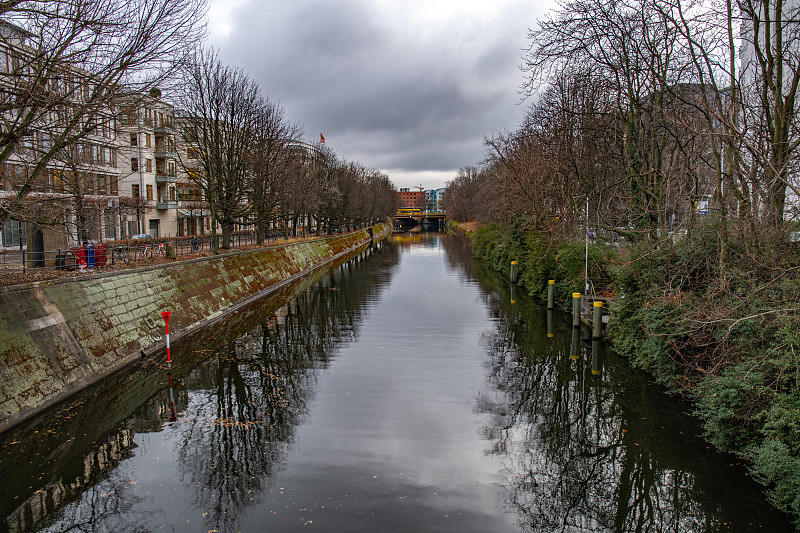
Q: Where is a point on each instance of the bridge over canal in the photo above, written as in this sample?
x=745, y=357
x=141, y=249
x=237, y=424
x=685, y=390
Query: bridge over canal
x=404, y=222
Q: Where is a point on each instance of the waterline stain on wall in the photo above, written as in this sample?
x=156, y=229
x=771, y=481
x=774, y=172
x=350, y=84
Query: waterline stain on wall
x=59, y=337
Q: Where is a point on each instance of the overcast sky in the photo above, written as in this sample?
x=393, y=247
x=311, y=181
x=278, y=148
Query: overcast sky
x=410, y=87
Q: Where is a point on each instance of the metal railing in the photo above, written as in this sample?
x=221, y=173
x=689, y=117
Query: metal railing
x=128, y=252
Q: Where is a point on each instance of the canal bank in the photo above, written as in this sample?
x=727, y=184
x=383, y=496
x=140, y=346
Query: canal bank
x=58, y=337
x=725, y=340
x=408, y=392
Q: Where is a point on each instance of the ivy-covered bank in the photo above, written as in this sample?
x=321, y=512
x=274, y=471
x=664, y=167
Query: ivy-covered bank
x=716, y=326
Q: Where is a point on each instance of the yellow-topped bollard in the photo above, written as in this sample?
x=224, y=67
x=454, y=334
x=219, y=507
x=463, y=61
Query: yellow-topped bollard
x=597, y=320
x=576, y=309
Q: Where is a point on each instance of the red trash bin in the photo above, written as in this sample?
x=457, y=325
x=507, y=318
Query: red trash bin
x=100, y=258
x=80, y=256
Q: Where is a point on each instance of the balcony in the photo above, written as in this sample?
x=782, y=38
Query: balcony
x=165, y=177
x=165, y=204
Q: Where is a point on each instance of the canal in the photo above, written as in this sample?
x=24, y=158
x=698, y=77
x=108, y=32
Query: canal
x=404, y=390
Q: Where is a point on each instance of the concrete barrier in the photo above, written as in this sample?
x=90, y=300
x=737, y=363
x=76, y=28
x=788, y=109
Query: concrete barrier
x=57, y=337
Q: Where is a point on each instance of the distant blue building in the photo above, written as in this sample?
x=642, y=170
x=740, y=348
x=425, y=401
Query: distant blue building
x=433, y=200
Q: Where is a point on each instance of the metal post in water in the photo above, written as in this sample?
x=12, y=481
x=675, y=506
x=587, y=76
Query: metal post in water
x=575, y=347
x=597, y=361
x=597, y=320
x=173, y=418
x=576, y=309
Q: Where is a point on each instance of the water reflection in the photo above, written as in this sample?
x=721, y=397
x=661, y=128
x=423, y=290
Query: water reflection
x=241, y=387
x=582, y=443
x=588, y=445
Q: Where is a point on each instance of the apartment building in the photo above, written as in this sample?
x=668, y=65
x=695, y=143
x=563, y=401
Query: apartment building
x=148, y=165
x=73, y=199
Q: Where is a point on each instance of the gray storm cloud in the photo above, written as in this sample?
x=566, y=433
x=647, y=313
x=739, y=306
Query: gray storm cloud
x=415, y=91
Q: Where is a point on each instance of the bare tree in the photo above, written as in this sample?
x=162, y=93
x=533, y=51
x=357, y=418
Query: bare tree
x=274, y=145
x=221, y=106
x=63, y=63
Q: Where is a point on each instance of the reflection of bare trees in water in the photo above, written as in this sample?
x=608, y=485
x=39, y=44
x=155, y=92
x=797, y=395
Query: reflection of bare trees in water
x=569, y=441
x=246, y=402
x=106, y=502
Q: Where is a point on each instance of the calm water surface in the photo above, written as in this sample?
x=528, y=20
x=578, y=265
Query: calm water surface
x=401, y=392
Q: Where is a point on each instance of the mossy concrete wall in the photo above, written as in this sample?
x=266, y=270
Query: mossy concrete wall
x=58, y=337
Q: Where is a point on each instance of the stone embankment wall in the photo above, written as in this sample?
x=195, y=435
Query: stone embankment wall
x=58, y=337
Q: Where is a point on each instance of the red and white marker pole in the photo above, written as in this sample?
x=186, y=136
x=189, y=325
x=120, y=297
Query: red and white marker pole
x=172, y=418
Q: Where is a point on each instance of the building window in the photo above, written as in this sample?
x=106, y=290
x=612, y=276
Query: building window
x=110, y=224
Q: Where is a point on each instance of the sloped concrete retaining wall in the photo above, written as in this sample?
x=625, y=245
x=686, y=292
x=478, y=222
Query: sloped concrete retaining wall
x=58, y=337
● ● ● ● ●
## The task
When you write out the material again, keep every word exact and omit the pictures.

## Solution for this task
Q: Where is a point on each instance of the bridge over canal in the photo above, written as in this sample?
x=745, y=357
x=141, y=249
x=237, y=424
x=685, y=390
Query: bridge over canal
x=404, y=222
Q: Where is a point on each instance of the waterline stain on wall in the photo above, written as in this sample?
x=156, y=229
x=771, y=481
x=774, y=172
x=350, y=84
Query: waterline stain on wall
x=59, y=337
Q: Where is a point on each instance of the overcast sky in the photo above, written as in this sample?
x=393, y=247
x=311, y=181
x=278, y=148
Query: overcast sky
x=410, y=87
Q: Where is a point on each instance of the metal railing in the photo above, written as in this sample?
x=221, y=173
x=689, y=117
Query: metal railing
x=128, y=252
Q: Where is a point on each instance of the canal bank in the photo above, written as in this sample?
x=727, y=184
x=383, y=496
x=140, y=346
Query: canal bank
x=58, y=337
x=725, y=340
x=408, y=392
Q: Where is a point on each instance of the ivy-covered bank in the photo above, written as in this sample?
x=321, y=512
x=274, y=471
x=664, y=167
Query: ivy-covered bank
x=716, y=326
Q: Where is a point on each instance of the yellow-topped bollard in the photo above, written as in this sample?
x=224, y=67
x=454, y=334
x=219, y=507
x=463, y=61
Query: yellow-topped bollard
x=597, y=320
x=576, y=309
Q: Where is a point on each instance of the red trash bin in the photo above, written as in this sample?
x=457, y=325
x=507, y=318
Query: red trash bin
x=100, y=258
x=80, y=256
Q: Where is a point on each instance of the balcony in the photo above, written as in this sample?
x=782, y=38
Query: balcony
x=165, y=177
x=165, y=204
Q: Where is a point on each instance of the canal in the photo above, written as in this sample?
x=24, y=158
x=698, y=77
x=108, y=32
Query: canal
x=404, y=390
Q: Where is a point on each instance of the concrete barrier in the photo above, written as in this sample?
x=90, y=300
x=737, y=363
x=76, y=28
x=788, y=109
Query: concrete barrier
x=57, y=337
Q: Where is a point on each instance of the distant blue building in the photo above, written as in this sample?
x=642, y=170
x=740, y=348
x=425, y=401
Query: distant blue building
x=433, y=200
Q: Where is a point on each instance of the metal post in water in the photo above, written as in this sample?
x=12, y=481
x=675, y=506
x=587, y=76
Query: metal post in water
x=575, y=347
x=597, y=361
x=597, y=320
x=173, y=418
x=576, y=309
Q: Where is a point on each instance of the water reflection in the photo above, written as in this sample?
x=721, y=397
x=661, y=128
x=423, y=290
Query: water reflection
x=241, y=387
x=582, y=443
x=588, y=445
Q: Where is a point on each instance of the apartment building in the photo above, written as in this sample?
x=668, y=65
x=695, y=143
x=563, y=401
Query: apartment building
x=148, y=165
x=73, y=199
Q: Where is a point on each instance of the gray storm cloud in the photo above, written as in this sample?
x=566, y=433
x=647, y=313
x=739, y=306
Query: gray storm cloud
x=415, y=91
Q: Where is a point on each instance of the bare tree in the photo above, written as in this sample?
x=162, y=93
x=533, y=51
x=357, y=418
Query: bare tree
x=274, y=145
x=221, y=106
x=63, y=63
Q: Where is a point on each instance of the reflection of bare trees in water in the photo above, written as in this sample?
x=608, y=485
x=39, y=44
x=155, y=92
x=797, y=395
Query: reflection of bare trees in water
x=569, y=441
x=246, y=402
x=106, y=502
Q: Where is a point on each instance of the calm water surface in the photo above, written as in this sample?
x=528, y=20
x=578, y=265
Query: calm water surface
x=401, y=392
Q: Where is a point on each instance of the mossy concrete wall in the photo above, written as in this sample?
x=266, y=270
Query: mossy concrete wall
x=58, y=337
Q: Where is a point on each instance of the stone embankment wall in the photo above, written as in this sample?
x=195, y=435
Query: stone embankment wall
x=58, y=337
Q: Where is a point on each instance of the red and white marker pole in the photo above, written as in this sample?
x=186, y=136
x=189, y=325
x=120, y=297
Query: red and white marker pole
x=172, y=418
Q: Where is a point on each instance of the building window in the photo above, written as in this sample?
x=106, y=290
x=612, y=276
Query: building window
x=110, y=224
Q: Where is a point on each instance of the sloped concrete retaining wall in the photo above, written as in this sample?
x=625, y=245
x=686, y=292
x=478, y=222
Query: sloped concrete retaining wall
x=58, y=337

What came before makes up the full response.